Image location labeling entries:
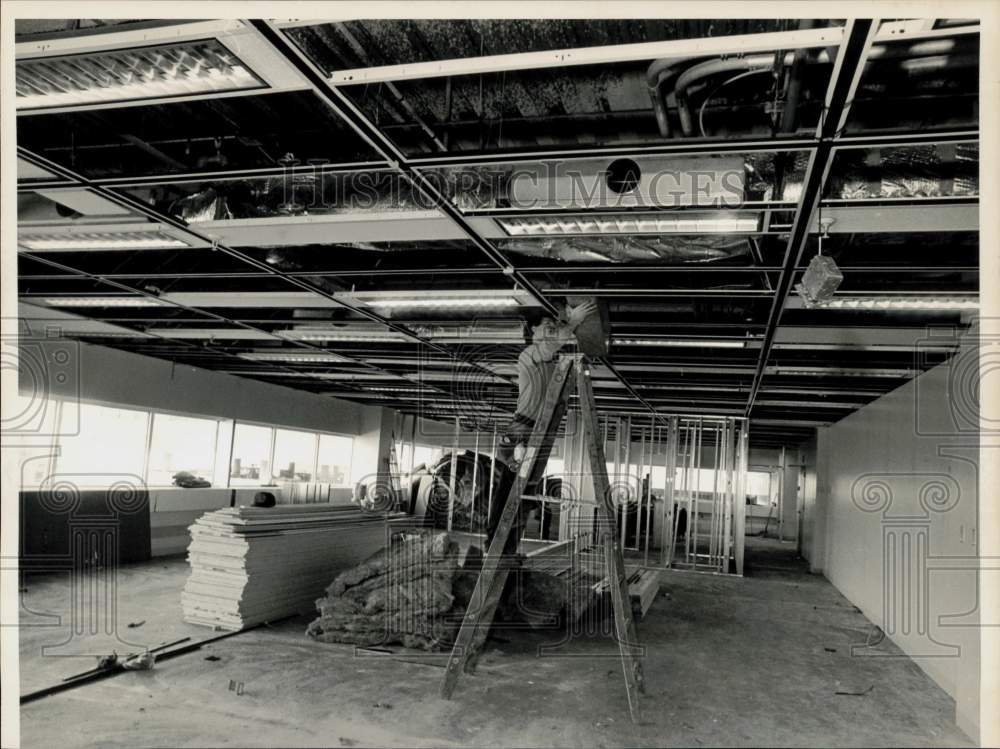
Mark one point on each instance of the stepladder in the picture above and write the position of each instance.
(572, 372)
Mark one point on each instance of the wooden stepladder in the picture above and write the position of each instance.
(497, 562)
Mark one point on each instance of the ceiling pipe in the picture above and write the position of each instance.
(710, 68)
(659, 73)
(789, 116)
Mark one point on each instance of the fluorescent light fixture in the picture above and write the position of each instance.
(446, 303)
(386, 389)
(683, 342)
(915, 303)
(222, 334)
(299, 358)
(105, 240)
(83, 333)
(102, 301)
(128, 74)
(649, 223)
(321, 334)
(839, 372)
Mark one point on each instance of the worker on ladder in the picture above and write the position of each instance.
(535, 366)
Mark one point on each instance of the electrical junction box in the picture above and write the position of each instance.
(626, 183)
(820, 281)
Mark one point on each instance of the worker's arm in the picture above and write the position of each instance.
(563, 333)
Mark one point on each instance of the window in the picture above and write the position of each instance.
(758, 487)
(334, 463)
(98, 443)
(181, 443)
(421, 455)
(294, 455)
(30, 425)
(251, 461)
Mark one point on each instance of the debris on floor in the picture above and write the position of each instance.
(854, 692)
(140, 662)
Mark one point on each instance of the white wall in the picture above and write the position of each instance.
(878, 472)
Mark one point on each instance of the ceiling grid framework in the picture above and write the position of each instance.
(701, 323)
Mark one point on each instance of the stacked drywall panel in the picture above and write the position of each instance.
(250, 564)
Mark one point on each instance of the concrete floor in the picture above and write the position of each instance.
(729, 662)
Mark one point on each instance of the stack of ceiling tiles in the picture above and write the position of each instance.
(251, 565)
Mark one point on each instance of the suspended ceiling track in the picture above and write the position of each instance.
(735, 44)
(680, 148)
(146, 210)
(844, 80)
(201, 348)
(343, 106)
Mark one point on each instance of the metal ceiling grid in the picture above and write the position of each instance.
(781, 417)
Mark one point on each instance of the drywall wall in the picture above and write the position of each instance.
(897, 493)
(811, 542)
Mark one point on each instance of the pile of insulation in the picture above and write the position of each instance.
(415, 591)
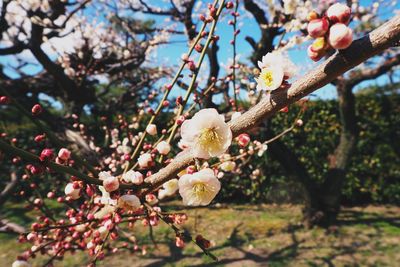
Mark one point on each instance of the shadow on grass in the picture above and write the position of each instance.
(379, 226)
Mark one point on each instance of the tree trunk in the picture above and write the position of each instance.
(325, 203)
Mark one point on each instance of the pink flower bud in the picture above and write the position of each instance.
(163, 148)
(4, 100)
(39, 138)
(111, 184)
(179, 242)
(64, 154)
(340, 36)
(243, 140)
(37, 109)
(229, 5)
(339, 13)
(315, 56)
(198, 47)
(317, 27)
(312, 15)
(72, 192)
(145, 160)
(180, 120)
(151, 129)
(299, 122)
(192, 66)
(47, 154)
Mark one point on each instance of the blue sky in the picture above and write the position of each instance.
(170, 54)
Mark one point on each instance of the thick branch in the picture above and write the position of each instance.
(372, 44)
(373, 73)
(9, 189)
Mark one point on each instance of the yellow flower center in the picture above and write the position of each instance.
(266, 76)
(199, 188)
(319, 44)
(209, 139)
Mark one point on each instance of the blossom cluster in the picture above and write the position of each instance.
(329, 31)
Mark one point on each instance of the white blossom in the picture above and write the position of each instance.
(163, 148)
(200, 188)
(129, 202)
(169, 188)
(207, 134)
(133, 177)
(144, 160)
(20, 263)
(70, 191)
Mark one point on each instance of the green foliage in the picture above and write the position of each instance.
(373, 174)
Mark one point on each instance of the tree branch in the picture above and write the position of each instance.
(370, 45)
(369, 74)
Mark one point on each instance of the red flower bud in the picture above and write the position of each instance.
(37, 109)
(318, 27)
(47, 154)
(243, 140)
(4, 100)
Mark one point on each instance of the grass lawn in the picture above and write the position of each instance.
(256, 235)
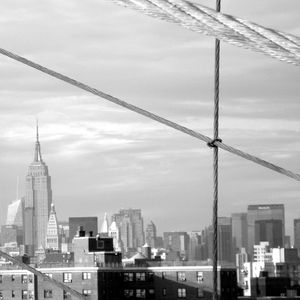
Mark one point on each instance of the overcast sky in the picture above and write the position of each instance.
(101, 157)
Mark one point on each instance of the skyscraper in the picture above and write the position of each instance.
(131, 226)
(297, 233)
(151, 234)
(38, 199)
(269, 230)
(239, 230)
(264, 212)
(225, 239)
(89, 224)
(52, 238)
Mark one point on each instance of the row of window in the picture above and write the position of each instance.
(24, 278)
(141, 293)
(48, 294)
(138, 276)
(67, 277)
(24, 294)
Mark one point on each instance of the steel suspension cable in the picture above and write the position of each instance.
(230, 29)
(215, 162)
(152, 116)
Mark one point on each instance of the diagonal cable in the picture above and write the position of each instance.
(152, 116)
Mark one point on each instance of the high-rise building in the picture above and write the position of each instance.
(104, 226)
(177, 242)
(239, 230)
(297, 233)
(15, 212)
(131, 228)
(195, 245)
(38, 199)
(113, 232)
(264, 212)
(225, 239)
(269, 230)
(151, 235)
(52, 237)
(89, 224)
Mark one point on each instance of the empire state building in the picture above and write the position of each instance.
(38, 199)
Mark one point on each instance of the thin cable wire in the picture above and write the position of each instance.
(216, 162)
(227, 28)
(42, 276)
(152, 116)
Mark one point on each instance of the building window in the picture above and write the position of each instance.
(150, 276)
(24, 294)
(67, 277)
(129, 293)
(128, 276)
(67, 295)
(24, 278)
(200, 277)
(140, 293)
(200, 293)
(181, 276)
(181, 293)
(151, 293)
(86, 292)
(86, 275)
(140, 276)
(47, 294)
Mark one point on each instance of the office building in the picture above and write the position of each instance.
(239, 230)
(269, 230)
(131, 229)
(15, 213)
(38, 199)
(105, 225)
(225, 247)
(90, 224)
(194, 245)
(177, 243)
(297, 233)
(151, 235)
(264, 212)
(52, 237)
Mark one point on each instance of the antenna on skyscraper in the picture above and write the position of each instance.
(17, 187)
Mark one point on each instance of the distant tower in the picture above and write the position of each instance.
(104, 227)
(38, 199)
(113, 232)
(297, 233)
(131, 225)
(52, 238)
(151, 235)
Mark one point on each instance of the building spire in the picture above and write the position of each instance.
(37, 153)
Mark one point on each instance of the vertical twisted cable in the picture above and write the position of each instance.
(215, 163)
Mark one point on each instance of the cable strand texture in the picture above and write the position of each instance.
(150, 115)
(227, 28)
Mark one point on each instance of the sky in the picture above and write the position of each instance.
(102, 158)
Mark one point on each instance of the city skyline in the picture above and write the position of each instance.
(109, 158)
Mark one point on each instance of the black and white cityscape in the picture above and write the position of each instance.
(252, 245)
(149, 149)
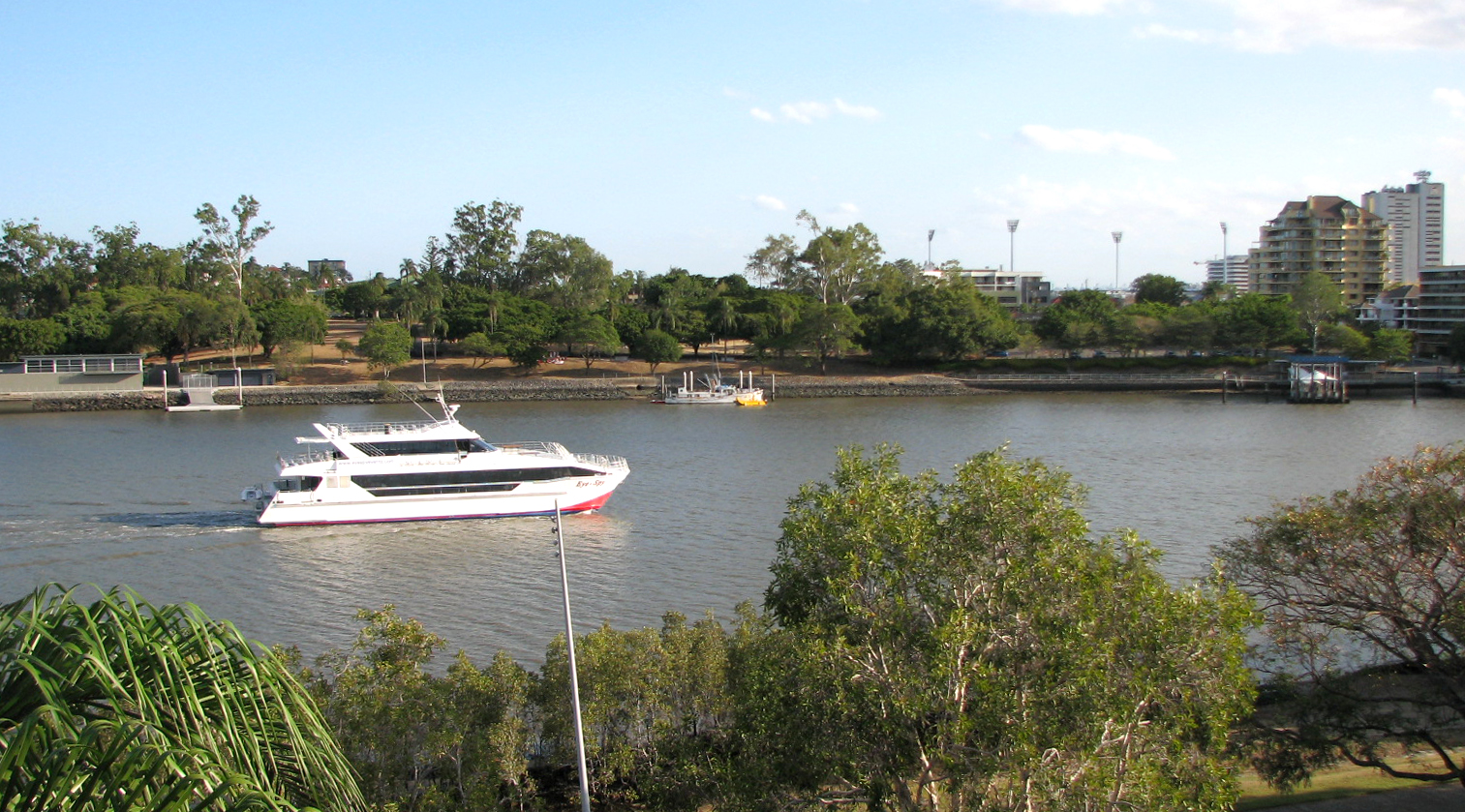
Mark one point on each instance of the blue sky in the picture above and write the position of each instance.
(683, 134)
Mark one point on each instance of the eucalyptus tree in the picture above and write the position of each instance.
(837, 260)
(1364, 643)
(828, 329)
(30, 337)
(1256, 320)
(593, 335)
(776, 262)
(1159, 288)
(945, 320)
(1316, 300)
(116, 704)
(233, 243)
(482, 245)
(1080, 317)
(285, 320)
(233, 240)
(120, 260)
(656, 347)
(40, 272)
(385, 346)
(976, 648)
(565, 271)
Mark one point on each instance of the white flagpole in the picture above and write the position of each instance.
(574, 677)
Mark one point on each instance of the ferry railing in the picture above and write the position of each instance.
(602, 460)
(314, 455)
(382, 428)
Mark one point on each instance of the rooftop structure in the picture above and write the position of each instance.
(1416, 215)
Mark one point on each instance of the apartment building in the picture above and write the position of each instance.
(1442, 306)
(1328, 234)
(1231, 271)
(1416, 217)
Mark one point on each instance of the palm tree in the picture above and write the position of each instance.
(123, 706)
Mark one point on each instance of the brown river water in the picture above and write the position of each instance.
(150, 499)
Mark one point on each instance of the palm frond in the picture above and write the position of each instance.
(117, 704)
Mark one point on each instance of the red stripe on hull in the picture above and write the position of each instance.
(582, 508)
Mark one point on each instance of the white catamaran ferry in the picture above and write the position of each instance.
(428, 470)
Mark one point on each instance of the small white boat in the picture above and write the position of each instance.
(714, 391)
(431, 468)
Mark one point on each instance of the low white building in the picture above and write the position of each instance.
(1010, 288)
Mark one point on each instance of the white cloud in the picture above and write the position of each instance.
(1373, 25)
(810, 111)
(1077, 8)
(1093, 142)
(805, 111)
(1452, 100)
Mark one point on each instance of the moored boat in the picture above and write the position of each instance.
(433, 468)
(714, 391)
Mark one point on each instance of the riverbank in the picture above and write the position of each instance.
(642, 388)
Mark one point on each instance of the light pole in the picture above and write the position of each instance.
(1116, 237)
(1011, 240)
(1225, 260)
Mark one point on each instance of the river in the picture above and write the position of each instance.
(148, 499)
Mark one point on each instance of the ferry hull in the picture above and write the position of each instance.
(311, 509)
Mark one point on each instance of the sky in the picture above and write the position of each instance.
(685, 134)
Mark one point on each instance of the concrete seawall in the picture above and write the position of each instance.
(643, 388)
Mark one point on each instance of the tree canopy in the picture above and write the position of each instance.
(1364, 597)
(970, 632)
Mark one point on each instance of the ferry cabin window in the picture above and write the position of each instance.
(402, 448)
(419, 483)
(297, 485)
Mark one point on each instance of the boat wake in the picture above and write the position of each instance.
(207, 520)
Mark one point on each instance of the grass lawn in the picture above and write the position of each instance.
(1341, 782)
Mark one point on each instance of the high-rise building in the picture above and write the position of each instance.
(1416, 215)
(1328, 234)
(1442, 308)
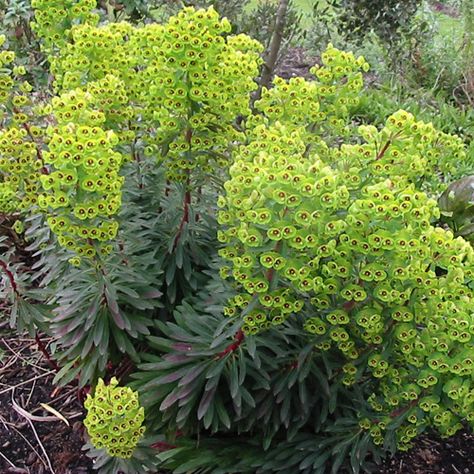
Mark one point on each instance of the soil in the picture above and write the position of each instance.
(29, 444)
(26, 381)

EXERCISE OBJECTIVE: Recast the material as a numbered list, starting with the line that contains "Mark one point on each instance of the low" and going on through the end of the material. Skip blank lines and leave the pictures out.

THE REPLY:
1. Mark one point on each instance of the low white building in the picture above and write the position of each instance.
2. (1010, 288)
3. Mark one point on each instance of the white cloud in the picture above and write the position of each instance.
4. (1373, 25)
5. (810, 111)
6. (1077, 8)
7. (1093, 142)
8. (805, 111)
9. (1452, 100)
10. Mark one point on each instance of the moored boat in the picture above and write the position of each instance.
11. (433, 468)
12. (714, 391)
13. Mark one point on each instance of the riverbank in the picture above and write the position of each instance.
14. (642, 388)
15. Mark one point on each instance of the light pole in the picture above and write the position of each instance.
16. (1116, 237)
17. (1011, 240)
18. (1225, 260)
19. Mark one point on each instance of the river in the picture above and write the position of each instance.
20. (148, 499)
21. Mark one point on each instance of the ferry hull in the picture above and write the position of each instance.
22. (311, 509)
23. Mark one point on each instance of the sky in the picture above and write the position of each instance.
24. (685, 134)
25. Mark one point on each instance of the concrete seawall in the picture above and write the position of each instance.
26. (643, 388)
27. Mark one point on each instance of the tree canopy in the picture above and write the position of each instance.
28. (1364, 597)
29. (970, 632)
30. Mark one point on each instance of the ferry cabin window in the picture above and write the position of each instance.
31. (402, 448)
32. (419, 483)
33. (297, 485)
34. Mark one point on each instance of the boat wake in the picture above and write the position of each instance.
35. (207, 520)
36. Mark one point on each instance of the grass lawn in the picture above and write the position of each instance.
37. (1341, 782)
38. Mark one point on each instance of the high-rise building in the picture above and write the position of each instance.
39. (1416, 215)
40. (1328, 234)
41. (1442, 308)
42. Mark one point on each instance of the soil in the picture above and write the position of each instance.
43. (29, 444)
44. (26, 381)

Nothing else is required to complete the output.